- _WHAT NEEDS TO BE DONE_:
Below are the records; copy out every line that holds the word "advertisement".
<<<<
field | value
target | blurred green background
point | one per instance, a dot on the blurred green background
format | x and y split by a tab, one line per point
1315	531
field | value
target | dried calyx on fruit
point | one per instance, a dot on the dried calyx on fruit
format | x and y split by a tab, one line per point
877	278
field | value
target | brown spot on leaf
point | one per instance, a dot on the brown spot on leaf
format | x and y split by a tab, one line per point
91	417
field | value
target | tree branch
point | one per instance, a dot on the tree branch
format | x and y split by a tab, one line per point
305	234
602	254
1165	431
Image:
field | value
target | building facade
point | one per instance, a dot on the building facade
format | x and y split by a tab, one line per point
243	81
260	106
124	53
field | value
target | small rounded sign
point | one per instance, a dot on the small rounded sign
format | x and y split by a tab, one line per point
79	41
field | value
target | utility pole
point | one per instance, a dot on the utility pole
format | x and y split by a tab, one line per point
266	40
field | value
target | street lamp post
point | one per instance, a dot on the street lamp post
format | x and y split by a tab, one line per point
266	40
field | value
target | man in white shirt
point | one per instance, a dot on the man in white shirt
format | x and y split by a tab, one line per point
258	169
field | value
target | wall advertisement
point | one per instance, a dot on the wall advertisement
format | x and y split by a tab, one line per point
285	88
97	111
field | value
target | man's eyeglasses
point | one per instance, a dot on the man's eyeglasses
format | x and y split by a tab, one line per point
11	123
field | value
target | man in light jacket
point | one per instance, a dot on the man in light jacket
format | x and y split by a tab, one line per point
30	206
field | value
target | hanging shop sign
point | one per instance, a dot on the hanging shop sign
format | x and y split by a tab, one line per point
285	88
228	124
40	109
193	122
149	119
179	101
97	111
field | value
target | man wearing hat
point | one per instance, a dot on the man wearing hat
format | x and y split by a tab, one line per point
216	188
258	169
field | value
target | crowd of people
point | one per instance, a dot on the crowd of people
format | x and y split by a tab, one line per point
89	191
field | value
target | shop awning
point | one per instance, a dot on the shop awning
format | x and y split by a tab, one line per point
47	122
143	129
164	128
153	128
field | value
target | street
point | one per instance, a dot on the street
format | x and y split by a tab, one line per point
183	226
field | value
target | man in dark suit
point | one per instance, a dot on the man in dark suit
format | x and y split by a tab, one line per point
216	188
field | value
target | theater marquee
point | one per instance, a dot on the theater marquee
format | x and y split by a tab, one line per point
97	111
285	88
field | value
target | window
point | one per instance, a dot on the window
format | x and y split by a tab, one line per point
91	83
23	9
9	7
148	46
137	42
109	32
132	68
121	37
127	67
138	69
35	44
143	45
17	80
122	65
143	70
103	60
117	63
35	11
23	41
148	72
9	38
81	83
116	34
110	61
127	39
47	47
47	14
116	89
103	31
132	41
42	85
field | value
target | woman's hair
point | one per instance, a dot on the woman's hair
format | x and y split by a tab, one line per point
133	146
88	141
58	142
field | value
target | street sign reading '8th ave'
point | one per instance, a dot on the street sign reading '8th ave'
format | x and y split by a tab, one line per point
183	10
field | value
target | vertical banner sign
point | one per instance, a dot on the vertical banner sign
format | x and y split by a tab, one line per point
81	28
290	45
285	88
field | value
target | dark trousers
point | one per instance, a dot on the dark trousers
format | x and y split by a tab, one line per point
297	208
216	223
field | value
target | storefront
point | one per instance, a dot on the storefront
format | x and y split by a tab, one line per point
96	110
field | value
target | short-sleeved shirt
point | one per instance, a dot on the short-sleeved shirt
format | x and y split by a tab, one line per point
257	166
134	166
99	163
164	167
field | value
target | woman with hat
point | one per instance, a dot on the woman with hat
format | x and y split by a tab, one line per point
>>>>
- _RESPONSE TO THIS TASK_:
target | wall advertisement
point | one per instance, a dot on the wall advertisement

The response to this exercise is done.